---- Material supplied

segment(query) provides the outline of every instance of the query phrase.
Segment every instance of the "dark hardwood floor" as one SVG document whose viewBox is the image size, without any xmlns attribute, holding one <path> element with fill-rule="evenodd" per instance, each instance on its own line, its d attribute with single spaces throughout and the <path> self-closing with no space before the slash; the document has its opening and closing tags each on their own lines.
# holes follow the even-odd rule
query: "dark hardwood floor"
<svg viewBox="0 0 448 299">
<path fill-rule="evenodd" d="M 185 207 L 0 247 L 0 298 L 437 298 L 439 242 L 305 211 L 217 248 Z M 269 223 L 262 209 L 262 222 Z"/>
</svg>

--------

| Task prompt |
Return every line of the entries above without any change.

| Exercise answer |
segment(query) provides the outline of every instance of the query phrase.
Segment every instance of the "dark hardwood floor" as one SVG document whose viewBox is the image size, without any xmlns attribute, holding one <path> element with fill-rule="evenodd" per instance, each instance on its own line, its d attribute with single spaces throughout and the <path> self-closing with no space before the slash; the document has its opening and closing tags each on their own lines.
# holes follow the even-odd rule
query: "dark hardwood floor"
<svg viewBox="0 0 448 299">
<path fill-rule="evenodd" d="M 185 207 L 0 247 L 0 298 L 437 298 L 439 242 L 305 211 L 217 248 Z M 269 223 L 262 209 L 262 222 Z"/>
</svg>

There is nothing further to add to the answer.